Beheersen van de risico’s

 

In de derde en laatste fase wordt gekeken naar de mogelijkheden om de risico’s te beheersen. Onderstaande indeling kan gemaakt worden om de risico’s te beheersen.

 

  • -

    Vermijden (gedeeltelijk of volledig beëindigen van de activiteit waar een risico ontstaat);

  • -

    Overdragen (het risico bijvoorbeeld afdekken door middel van verzekeren);

  • -

    Verminderen (extra zekerheden vastleggen);

  • -

    Accepteren (het risico niet beheersen en bewust accepteren).

Uitvoering risicomanagement

 

Planning & Control cyclus

Door de verplichte paragraaf weerstandsvermogen en risicobeheersing in de begroting en jaarrekening is risicomanagement onlosmakelijk verbonden met de Planning & Control cyclus. Dat betekent dat wij minimaal twee keer per jaar een integraal beeld geven van de risico’s, de aanwezige weerstandscapaciteit, het weerstandsvermogen en de ontwikkelingen ten opzichte van voorgaande rapportage.

= = = = = = =

## OPDRACHT
Geef uit de tekst over risicobeheersing letterlijk het deel terug dat opent met de woorden "Door de verplichte" en sluit met "van voorgaande rapportage.". De records zijn afkomstig uit een andere bron.

= = = = = = =

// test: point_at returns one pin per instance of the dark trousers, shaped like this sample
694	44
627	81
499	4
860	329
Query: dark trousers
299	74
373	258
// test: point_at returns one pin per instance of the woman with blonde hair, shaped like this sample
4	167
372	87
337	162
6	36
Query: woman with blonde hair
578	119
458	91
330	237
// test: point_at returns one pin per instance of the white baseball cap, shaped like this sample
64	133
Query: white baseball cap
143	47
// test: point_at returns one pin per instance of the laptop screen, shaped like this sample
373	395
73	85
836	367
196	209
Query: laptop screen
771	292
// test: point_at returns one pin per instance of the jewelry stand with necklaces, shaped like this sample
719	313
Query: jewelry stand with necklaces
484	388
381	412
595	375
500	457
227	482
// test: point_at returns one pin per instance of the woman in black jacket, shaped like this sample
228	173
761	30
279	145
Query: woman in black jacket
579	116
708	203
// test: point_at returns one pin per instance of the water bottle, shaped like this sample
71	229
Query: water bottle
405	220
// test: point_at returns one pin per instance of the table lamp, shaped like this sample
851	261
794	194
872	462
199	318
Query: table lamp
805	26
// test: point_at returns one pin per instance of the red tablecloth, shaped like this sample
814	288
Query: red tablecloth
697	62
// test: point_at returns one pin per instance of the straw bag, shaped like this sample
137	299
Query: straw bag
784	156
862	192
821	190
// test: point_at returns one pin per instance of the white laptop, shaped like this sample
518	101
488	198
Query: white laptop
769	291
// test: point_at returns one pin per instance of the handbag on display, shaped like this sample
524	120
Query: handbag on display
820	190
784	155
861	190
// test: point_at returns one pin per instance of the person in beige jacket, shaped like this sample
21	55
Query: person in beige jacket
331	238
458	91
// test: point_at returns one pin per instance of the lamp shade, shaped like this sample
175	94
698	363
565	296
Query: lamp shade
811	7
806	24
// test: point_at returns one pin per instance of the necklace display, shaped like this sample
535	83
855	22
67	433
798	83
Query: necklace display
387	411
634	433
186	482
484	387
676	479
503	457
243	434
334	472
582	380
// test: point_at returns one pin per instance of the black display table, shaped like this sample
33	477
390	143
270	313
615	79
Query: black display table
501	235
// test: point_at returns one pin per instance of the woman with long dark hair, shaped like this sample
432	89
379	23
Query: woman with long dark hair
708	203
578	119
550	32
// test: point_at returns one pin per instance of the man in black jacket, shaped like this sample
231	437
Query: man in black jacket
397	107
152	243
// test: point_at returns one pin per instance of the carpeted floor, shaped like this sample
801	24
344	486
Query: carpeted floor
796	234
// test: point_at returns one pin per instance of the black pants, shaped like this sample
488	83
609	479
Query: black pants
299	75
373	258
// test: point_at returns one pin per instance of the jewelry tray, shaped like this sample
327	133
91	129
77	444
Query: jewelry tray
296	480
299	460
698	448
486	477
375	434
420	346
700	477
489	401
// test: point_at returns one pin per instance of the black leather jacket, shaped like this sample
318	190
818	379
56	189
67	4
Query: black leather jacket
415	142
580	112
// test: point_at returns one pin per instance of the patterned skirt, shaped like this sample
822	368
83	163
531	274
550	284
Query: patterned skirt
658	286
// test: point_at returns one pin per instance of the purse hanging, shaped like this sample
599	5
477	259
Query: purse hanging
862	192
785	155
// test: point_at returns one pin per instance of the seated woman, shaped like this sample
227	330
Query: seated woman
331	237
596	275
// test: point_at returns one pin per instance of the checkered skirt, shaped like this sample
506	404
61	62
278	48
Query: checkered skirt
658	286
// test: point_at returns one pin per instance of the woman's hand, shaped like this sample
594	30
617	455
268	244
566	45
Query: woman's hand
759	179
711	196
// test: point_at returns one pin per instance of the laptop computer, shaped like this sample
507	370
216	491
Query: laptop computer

= = = = = = =

## UITGEWERKT ANTWOORD
Door de verplichte paragraaf weerstandsvermogen en risicobeheersing in de begroting en jaarrekening is risicomanagement onlosmakelijk verbonden met de Planning & Control cyclus. Dat betekent dat wij minimaal twee keer per jaar een integraal beeld geven van de risico’s, de aanwezige weerstandscapaciteit, het weerstandsvermogen en de ontwikkelingen ten opzichte van voorgaande rapportage.